■ Written exercise 1 ■
Reproduce the stretch of the piece on ice cream packaging from "Well's Blue Bunny" through "in the category.".

■ Excerpt provided ■
/---
As we get older, time seems to go faster. Why is that? I have never heard a good answer, but it was a year ago that I last talked about ice cream packaging.

As we get older, time seems to go faster. Why is that? I have never heard a good answer, but it was a year ago that I last talked about ice cream packaging. Although the time went quickly, a year is still 365 days and there has been very little new news in ice cream packaging. There have been some incremental improvements that provide some level of benefit, but there ought to be more.

What happened

Kirkland Signature Ice Cream (Costco) changed its packaging from a one-gallon container to two half-gallon containers. This was done to provide enhanced product freshness and better freezer fit. This was a good move, but still a yawner.

Well's Blue Bunny Premium Light Ice Cream is in a new "Freshlock™" container that offers improved evidence and better shelf-impact. Tamper evidence is gaining some momentum in the category.

Outside the United States, Nestle and Unilever have introduced new plastic tub packages for some of their ice cream products. There seems to be more going on with plastic outside the U.S., but opacity is very important to keep light induced lipid oxidation to a minimum.
\---
Image entries on named regions
/---
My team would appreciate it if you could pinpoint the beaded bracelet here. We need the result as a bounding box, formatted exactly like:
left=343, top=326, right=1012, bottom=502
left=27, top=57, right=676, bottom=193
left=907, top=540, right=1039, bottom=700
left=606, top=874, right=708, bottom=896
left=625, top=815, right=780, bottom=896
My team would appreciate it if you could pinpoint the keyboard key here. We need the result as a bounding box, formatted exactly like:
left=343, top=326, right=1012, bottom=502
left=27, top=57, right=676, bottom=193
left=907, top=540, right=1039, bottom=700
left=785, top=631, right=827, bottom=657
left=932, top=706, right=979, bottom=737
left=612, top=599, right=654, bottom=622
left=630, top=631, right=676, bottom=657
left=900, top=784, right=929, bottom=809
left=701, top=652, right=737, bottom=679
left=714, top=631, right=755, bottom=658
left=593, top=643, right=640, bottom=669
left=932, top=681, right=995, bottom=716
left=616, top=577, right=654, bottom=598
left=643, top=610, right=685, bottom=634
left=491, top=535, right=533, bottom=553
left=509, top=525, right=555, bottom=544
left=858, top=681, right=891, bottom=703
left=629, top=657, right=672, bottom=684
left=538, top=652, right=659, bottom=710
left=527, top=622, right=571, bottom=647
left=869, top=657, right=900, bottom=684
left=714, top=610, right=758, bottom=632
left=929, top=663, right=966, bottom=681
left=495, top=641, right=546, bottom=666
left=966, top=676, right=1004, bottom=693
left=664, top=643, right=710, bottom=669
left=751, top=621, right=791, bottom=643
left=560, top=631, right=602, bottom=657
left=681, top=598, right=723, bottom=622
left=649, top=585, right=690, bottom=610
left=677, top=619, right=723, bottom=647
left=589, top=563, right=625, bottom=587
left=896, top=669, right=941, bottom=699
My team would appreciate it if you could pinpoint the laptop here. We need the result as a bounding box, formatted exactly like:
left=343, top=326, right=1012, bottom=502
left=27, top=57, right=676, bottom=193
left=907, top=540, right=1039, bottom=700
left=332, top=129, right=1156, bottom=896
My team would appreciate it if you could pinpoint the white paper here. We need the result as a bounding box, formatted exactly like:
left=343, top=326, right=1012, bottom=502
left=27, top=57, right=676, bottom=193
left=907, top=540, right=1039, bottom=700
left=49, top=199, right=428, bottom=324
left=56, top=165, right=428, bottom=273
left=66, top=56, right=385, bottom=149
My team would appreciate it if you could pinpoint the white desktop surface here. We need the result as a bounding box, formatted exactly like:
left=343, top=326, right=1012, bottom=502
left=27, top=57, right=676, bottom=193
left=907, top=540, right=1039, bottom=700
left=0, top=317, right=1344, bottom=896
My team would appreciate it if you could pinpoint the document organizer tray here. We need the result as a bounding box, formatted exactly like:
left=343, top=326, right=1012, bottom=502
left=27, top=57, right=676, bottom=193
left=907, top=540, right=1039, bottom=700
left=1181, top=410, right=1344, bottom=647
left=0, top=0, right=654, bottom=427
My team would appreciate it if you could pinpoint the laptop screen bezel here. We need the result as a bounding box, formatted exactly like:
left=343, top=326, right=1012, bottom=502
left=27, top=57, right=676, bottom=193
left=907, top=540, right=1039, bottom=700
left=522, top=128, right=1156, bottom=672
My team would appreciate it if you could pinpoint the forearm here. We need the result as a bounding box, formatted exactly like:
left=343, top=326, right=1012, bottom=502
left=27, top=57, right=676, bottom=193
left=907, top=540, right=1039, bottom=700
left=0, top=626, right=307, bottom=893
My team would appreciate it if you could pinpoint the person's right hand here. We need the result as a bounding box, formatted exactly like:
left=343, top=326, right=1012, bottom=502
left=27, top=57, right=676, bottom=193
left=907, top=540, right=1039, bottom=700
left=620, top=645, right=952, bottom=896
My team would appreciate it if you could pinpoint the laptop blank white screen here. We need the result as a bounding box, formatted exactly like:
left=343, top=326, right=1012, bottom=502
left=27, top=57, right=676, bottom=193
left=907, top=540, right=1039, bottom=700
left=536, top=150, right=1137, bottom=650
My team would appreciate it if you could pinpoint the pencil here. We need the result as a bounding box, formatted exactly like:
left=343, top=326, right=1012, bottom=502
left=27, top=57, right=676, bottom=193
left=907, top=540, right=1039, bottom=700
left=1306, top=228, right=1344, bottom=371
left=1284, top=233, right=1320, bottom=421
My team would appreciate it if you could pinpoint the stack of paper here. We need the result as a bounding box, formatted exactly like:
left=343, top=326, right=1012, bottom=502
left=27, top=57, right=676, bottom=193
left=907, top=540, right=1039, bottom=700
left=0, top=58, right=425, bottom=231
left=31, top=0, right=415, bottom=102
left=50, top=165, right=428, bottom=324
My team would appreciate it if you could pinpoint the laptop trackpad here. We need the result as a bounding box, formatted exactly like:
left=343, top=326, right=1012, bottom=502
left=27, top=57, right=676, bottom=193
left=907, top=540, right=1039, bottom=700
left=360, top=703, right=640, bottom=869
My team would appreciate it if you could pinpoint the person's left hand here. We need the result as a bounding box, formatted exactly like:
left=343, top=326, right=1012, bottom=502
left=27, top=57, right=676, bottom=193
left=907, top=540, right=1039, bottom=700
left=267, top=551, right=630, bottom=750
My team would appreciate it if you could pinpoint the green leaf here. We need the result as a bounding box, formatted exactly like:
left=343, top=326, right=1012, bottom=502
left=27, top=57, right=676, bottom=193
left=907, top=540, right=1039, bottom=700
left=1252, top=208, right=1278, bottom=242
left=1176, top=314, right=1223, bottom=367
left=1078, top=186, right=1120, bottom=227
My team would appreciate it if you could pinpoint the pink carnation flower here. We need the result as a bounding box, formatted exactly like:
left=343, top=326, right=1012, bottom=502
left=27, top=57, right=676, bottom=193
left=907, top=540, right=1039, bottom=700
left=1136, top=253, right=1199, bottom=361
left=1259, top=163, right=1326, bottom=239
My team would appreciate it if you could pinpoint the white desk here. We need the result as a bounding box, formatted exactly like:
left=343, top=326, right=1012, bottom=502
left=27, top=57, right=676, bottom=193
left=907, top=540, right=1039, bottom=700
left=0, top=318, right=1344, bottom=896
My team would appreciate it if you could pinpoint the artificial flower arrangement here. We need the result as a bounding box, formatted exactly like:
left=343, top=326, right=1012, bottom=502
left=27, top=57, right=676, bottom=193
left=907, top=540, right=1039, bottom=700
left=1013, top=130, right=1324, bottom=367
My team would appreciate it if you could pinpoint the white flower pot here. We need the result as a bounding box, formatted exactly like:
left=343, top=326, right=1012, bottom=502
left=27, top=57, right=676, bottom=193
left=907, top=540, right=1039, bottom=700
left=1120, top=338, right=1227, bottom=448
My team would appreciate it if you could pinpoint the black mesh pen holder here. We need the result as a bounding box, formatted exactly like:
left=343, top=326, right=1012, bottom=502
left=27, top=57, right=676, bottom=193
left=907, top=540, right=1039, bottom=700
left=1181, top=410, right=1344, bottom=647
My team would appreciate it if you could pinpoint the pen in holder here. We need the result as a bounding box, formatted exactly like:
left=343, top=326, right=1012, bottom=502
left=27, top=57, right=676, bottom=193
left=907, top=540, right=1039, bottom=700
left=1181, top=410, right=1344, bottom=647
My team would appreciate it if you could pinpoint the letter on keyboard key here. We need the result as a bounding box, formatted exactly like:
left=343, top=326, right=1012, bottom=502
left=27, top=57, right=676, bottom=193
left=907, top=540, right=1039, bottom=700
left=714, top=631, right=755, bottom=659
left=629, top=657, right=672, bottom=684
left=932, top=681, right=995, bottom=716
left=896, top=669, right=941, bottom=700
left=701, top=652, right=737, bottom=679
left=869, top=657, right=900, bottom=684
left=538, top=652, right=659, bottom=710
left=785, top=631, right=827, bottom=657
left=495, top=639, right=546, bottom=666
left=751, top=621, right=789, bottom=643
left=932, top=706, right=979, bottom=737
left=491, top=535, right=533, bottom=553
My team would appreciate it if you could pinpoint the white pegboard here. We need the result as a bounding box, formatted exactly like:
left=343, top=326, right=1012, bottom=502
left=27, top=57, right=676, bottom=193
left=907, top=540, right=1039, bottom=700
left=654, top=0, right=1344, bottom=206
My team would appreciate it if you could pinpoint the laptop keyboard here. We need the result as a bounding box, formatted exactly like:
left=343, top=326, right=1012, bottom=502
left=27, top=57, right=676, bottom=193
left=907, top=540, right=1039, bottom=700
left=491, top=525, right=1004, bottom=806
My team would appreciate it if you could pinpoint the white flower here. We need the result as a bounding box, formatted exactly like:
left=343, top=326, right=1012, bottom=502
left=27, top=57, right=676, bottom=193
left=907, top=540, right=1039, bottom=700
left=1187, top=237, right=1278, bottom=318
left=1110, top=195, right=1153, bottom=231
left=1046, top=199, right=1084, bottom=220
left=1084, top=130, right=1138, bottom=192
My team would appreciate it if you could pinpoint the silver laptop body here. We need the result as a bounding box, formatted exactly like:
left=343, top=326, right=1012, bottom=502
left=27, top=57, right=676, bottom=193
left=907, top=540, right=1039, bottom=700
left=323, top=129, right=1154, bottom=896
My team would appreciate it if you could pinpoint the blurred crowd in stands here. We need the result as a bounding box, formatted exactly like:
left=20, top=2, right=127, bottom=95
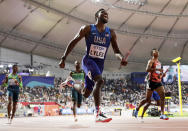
left=0, top=78, right=188, bottom=110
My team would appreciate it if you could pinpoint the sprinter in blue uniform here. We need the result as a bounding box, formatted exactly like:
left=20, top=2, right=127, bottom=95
left=59, top=9, right=127, bottom=122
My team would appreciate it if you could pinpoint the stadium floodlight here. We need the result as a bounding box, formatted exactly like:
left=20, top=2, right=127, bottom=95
left=172, top=57, right=183, bottom=116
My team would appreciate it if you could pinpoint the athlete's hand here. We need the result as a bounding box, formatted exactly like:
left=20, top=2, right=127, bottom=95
left=59, top=58, right=65, bottom=68
left=121, top=58, right=128, bottom=66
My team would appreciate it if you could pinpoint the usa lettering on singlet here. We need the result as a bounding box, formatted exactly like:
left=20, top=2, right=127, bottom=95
left=86, top=25, right=111, bottom=60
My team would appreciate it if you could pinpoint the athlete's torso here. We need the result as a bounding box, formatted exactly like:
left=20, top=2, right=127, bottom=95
left=8, top=73, right=19, bottom=86
left=149, top=60, right=162, bottom=82
left=71, top=70, right=85, bottom=81
left=85, top=24, right=111, bottom=64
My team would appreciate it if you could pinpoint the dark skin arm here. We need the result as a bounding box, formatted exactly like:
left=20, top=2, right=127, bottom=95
left=59, top=25, right=90, bottom=68
left=110, top=30, right=127, bottom=66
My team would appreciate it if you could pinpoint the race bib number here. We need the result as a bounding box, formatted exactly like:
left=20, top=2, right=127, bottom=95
left=9, top=79, right=16, bottom=86
left=156, top=64, right=161, bottom=74
left=89, top=44, right=106, bottom=59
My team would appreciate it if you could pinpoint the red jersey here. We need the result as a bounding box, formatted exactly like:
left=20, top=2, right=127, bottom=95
left=149, top=60, right=162, bottom=82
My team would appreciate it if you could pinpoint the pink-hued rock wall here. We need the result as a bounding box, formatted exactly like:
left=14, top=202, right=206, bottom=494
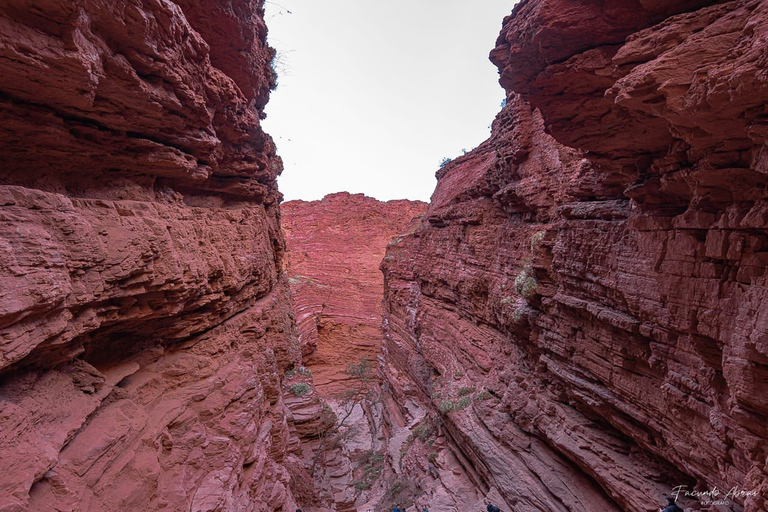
\---
■ Written exercise 2 ■
Rewrite the stretch of the entries from their start through the line that contains "left=625, top=815, right=780, bottom=896", substituting "charm bracelet" for "beaded bracelet" and leaving everything else unchanged; return only those lines.

■ Full answer 1 ■
Well's Blue Bunny Premium Light Ice Cream is in a new "Freshlock™" container that offers improved evidence and better shelf-impact. Tamper evidence is gaining some momentum in the category.

■ Full answer 2 ■
My team would appreciate it if you could pinpoint the charm bracelet here. We need the result as a bounding box, formatted exactly like:
left=343, top=326, right=1012, bottom=502
left=27, top=57, right=676, bottom=193
left=907, top=540, right=1039, bottom=700
left=606, top=874, right=708, bottom=896
left=625, top=815, right=780, bottom=896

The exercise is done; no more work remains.